Records drawn from a dataset:

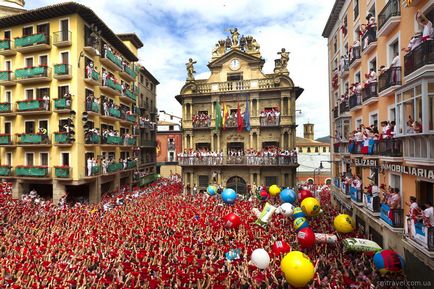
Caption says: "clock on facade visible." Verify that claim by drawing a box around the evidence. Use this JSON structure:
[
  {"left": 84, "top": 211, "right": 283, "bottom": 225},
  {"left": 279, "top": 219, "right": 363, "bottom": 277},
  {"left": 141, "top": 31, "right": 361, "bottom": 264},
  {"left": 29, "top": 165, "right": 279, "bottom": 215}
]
[{"left": 229, "top": 58, "right": 240, "bottom": 70}]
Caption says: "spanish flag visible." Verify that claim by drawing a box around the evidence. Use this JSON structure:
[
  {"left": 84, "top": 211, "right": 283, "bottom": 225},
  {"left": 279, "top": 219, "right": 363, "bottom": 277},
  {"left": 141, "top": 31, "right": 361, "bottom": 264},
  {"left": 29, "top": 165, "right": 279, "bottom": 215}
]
[{"left": 222, "top": 102, "right": 229, "bottom": 129}]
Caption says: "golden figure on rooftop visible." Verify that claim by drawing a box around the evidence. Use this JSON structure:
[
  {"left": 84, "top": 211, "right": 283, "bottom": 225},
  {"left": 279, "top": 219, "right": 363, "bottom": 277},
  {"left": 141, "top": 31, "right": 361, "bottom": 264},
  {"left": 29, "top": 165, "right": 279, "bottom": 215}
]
[{"left": 185, "top": 58, "right": 197, "bottom": 81}]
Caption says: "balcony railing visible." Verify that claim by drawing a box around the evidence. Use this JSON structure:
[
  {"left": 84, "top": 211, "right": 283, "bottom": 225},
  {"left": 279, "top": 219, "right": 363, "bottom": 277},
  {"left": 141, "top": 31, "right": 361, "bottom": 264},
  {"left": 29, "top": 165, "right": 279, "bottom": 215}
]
[
  {"left": 178, "top": 156, "right": 297, "bottom": 166},
  {"left": 378, "top": 66, "right": 401, "bottom": 92},
  {"left": 0, "top": 102, "right": 12, "bottom": 114},
  {"left": 404, "top": 40, "right": 434, "bottom": 76},
  {"left": 54, "top": 132, "right": 73, "bottom": 144},
  {"left": 15, "top": 33, "right": 50, "bottom": 48},
  {"left": 404, "top": 217, "right": 434, "bottom": 252},
  {"left": 0, "top": 134, "right": 12, "bottom": 145},
  {"left": 0, "top": 165, "right": 12, "bottom": 176},
  {"left": 54, "top": 166, "right": 71, "bottom": 178},
  {"left": 363, "top": 193, "right": 380, "bottom": 213},
  {"left": 339, "top": 101, "right": 350, "bottom": 114},
  {"left": 15, "top": 166, "right": 48, "bottom": 178},
  {"left": 196, "top": 78, "right": 275, "bottom": 93},
  {"left": 86, "top": 101, "right": 99, "bottom": 113},
  {"left": 259, "top": 116, "right": 280, "bottom": 127},
  {"left": 380, "top": 204, "right": 404, "bottom": 229},
  {"left": 18, "top": 133, "right": 49, "bottom": 144},
  {"left": 53, "top": 30, "right": 72, "bottom": 47},
  {"left": 15, "top": 66, "right": 50, "bottom": 80},
  {"left": 378, "top": 0, "right": 401, "bottom": 30},
  {"left": 105, "top": 49, "right": 123, "bottom": 69},
  {"left": 362, "top": 27, "right": 377, "bottom": 52},
  {"left": 54, "top": 63, "right": 72, "bottom": 78},
  {"left": 350, "top": 46, "right": 361, "bottom": 66},
  {"left": 362, "top": 82, "right": 378, "bottom": 102},
  {"left": 53, "top": 98, "right": 71, "bottom": 109},
  {"left": 349, "top": 93, "right": 362, "bottom": 109},
  {"left": 85, "top": 133, "right": 101, "bottom": 144},
  {"left": 0, "top": 70, "right": 15, "bottom": 84},
  {"left": 350, "top": 186, "right": 363, "bottom": 204},
  {"left": 17, "top": 99, "right": 50, "bottom": 111}
]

The request:
Select every line of the data above that contains the string "says", and copy each of those lines.

The completed task:
Caption says: "clock on facade visible." Verify that claim by drawing a box around the evidence. Use this JSON structure:
Caption says: "spanish flag visible." Verify that claim by drawing a box around the evidence. Use this JSON structure:
Caption says: "golden figure on rooftop visible." Verify that claim by drawing a box around the evidence. Use this JSON structure:
Caption says: "balcony railing visible." Verify that claim by drawing a box around the evidence. Use this JSON structure:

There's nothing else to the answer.